[Start of section]

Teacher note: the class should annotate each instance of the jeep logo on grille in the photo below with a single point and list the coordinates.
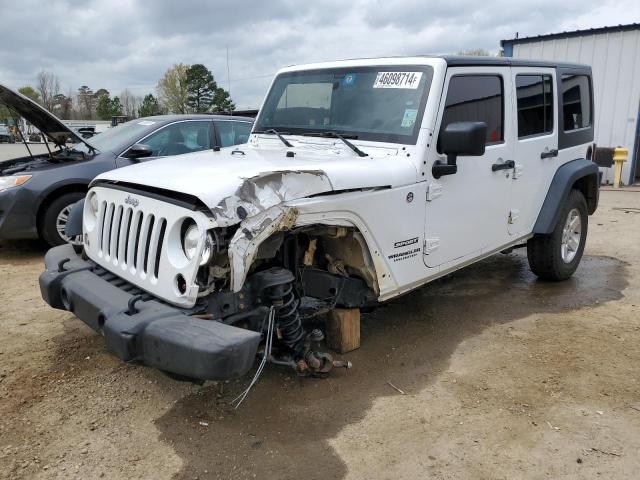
(134, 202)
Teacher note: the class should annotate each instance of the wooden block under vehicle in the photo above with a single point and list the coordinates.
(343, 329)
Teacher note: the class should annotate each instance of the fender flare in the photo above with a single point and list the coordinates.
(583, 171)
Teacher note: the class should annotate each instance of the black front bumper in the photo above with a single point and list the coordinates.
(155, 334)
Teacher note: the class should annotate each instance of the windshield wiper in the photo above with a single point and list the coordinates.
(332, 134)
(273, 131)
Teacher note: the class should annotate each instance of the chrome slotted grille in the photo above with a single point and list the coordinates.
(139, 239)
(131, 240)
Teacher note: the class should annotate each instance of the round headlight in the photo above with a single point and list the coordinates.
(93, 204)
(190, 241)
(207, 251)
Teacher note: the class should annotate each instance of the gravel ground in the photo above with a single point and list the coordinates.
(504, 377)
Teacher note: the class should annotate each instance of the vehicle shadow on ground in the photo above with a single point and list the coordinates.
(22, 249)
(282, 429)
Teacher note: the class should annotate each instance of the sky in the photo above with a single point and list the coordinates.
(117, 44)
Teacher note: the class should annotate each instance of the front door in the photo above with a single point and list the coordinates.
(467, 212)
(536, 144)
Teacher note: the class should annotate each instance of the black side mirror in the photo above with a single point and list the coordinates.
(460, 138)
(139, 150)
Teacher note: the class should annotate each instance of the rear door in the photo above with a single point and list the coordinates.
(536, 144)
(466, 213)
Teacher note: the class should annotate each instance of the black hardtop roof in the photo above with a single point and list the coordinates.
(194, 116)
(462, 61)
(470, 61)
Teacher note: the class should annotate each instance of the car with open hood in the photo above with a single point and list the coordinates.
(37, 191)
(362, 180)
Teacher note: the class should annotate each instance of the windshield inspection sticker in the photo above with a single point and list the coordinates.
(409, 118)
(409, 80)
(349, 79)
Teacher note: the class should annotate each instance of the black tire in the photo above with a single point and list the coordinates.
(545, 252)
(48, 228)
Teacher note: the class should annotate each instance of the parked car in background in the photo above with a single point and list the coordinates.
(6, 136)
(37, 191)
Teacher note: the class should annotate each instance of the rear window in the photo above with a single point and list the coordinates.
(576, 102)
(535, 105)
(476, 98)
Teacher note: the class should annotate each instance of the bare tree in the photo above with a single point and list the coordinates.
(172, 89)
(130, 103)
(48, 86)
(86, 102)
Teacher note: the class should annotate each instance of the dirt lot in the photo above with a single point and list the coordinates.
(505, 377)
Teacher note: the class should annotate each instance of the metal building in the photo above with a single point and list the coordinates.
(614, 55)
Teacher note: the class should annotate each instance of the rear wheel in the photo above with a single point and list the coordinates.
(555, 256)
(55, 218)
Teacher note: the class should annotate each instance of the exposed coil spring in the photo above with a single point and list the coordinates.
(289, 323)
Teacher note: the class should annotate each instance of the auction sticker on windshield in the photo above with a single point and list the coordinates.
(398, 80)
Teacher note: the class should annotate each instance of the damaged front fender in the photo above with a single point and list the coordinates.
(257, 194)
(244, 245)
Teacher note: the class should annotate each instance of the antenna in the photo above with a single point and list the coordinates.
(229, 80)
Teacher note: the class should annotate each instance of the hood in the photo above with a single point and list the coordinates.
(40, 118)
(259, 178)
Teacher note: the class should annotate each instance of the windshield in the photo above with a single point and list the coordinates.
(383, 103)
(118, 138)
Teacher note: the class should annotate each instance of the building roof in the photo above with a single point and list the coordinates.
(574, 33)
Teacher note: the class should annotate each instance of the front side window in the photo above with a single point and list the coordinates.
(476, 98)
(179, 138)
(535, 104)
(383, 104)
(233, 132)
(576, 102)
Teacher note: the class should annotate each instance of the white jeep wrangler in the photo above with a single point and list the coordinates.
(362, 180)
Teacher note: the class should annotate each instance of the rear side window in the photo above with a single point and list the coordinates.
(535, 104)
(576, 102)
(476, 98)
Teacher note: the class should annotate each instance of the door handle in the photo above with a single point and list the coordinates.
(503, 166)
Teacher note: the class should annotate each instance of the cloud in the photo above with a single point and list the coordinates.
(119, 44)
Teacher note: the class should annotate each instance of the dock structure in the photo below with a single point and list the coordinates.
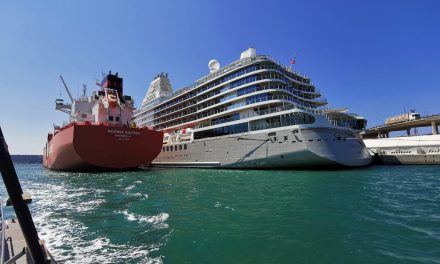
(382, 131)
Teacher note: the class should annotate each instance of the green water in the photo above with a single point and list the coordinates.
(380, 214)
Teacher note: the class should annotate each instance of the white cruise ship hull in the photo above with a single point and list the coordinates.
(281, 148)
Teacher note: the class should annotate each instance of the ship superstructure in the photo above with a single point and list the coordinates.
(99, 133)
(255, 112)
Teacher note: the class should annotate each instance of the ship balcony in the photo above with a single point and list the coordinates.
(233, 108)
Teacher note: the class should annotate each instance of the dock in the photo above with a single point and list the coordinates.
(382, 131)
(410, 149)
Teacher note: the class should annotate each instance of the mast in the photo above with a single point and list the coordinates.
(67, 89)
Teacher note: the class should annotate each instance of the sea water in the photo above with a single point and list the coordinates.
(378, 214)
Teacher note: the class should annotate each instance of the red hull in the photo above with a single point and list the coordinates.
(93, 147)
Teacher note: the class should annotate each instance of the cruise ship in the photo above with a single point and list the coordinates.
(252, 113)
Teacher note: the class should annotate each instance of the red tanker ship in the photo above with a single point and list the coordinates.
(100, 135)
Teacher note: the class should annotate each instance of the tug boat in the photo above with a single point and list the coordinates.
(100, 134)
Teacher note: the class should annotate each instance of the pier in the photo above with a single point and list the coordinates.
(382, 131)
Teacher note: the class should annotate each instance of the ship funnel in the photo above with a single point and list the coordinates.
(213, 66)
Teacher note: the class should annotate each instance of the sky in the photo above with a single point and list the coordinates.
(377, 58)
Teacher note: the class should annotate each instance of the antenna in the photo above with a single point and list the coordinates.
(84, 90)
(67, 89)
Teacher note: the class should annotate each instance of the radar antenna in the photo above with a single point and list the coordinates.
(84, 90)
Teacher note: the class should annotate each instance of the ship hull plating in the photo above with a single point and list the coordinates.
(99, 147)
(286, 148)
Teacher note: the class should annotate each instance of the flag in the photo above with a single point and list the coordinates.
(292, 61)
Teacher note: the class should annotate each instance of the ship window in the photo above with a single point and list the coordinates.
(220, 131)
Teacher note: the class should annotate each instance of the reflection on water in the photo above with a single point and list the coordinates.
(372, 215)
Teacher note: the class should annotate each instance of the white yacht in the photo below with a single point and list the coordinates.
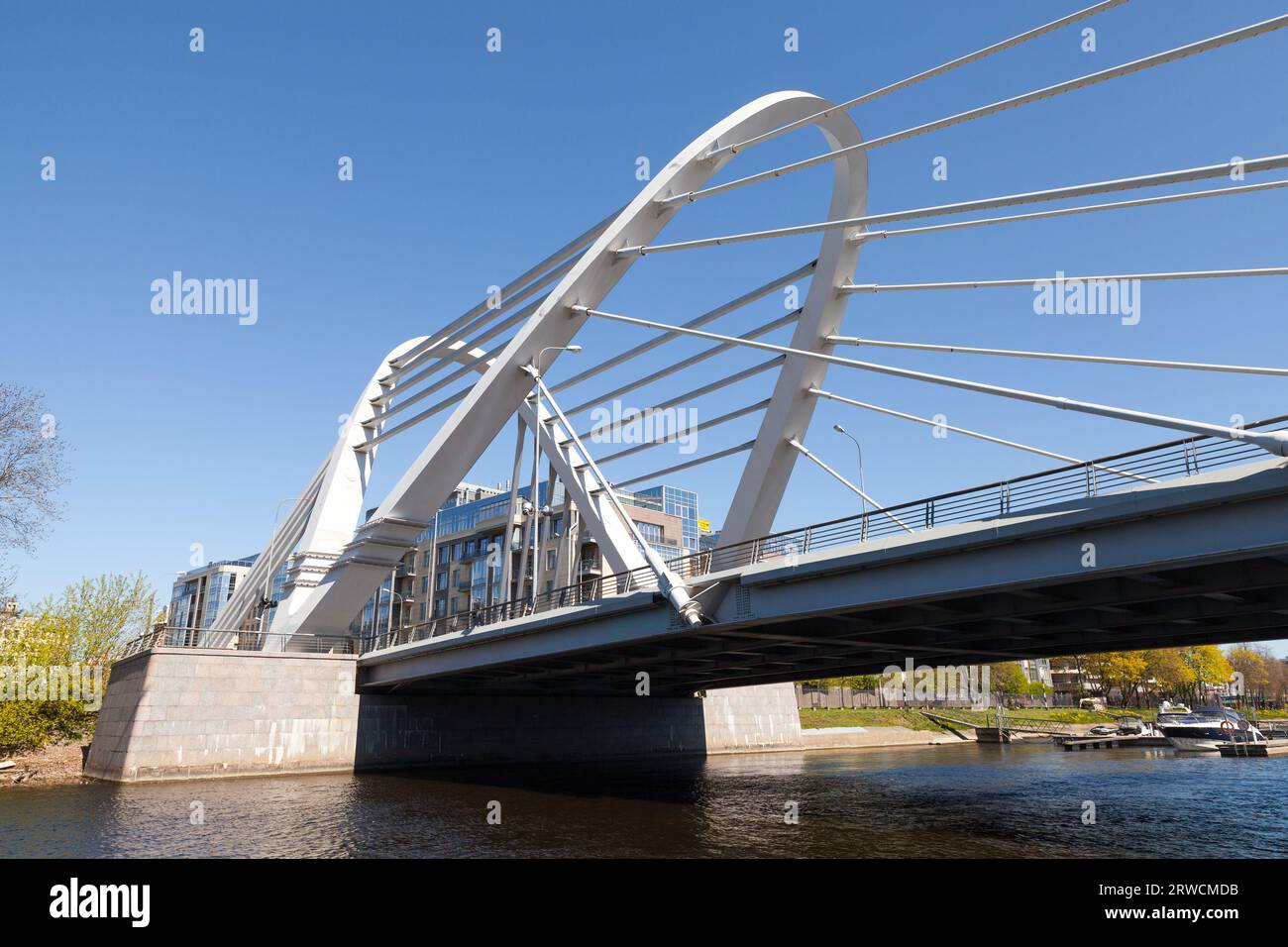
(1207, 728)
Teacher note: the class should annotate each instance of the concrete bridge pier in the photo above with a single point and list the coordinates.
(200, 712)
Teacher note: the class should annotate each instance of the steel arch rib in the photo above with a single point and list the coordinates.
(502, 389)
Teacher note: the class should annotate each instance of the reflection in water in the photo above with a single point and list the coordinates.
(957, 800)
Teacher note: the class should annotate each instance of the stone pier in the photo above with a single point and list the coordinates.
(198, 712)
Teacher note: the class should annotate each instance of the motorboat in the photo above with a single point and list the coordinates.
(1207, 728)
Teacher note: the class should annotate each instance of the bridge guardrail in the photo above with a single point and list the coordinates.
(240, 641)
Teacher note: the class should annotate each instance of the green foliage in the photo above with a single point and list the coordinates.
(84, 626)
(1008, 678)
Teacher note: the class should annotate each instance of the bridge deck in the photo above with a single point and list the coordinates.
(1201, 560)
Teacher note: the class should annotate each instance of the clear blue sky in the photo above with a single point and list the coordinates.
(469, 166)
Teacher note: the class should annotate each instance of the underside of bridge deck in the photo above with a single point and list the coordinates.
(1235, 600)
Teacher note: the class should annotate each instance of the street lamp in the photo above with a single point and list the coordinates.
(536, 464)
(838, 429)
(267, 600)
(389, 622)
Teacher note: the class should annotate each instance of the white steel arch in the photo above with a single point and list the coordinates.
(503, 386)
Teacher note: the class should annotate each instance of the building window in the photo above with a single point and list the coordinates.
(652, 532)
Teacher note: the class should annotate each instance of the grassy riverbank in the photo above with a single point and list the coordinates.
(58, 764)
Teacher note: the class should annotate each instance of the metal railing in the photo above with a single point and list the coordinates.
(1171, 460)
(240, 641)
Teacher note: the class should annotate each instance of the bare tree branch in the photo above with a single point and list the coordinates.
(31, 467)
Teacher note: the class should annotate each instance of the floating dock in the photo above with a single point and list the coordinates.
(1269, 748)
(1113, 741)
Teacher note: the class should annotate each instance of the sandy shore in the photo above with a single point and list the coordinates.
(54, 766)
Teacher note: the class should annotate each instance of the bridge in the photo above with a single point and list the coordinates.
(1199, 558)
(1172, 544)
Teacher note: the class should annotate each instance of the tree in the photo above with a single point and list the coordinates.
(1125, 671)
(1209, 665)
(31, 467)
(81, 629)
(1168, 673)
(1254, 669)
(1008, 678)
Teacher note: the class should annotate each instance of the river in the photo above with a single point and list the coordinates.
(962, 800)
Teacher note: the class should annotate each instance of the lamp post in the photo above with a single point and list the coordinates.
(838, 429)
(267, 602)
(389, 621)
(536, 464)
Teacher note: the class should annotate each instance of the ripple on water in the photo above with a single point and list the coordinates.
(948, 801)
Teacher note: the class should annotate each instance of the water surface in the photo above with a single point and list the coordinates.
(965, 800)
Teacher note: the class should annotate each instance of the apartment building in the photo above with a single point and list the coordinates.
(460, 562)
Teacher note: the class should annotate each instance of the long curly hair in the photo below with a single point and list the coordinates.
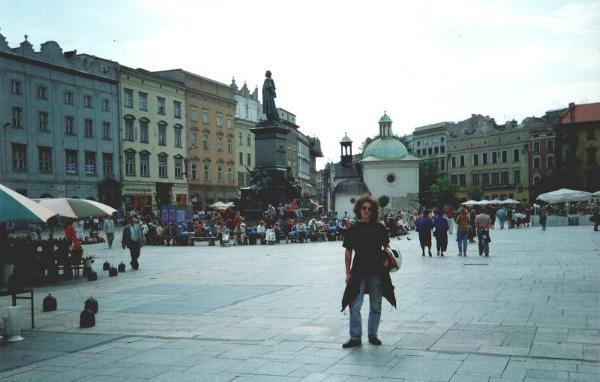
(374, 205)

[End of section]

TASK ITEM
Retype the records above exactly, starting at the line that contains "of the water" and going through the last line, and leave out any pictures.

RESPONSE
Teacher note: the class should annotate each instance of the water surface in the photo above with a single point and list the coordinates.
(965, 800)
Teacher note: the class should annotate each instance of the apartment building in the photo above with a single point and list the coordinates.
(460, 562)
Teacher note: the class should annotate each instance of the long curly hair in the photo below with a single point and list the coordinates.
(374, 205)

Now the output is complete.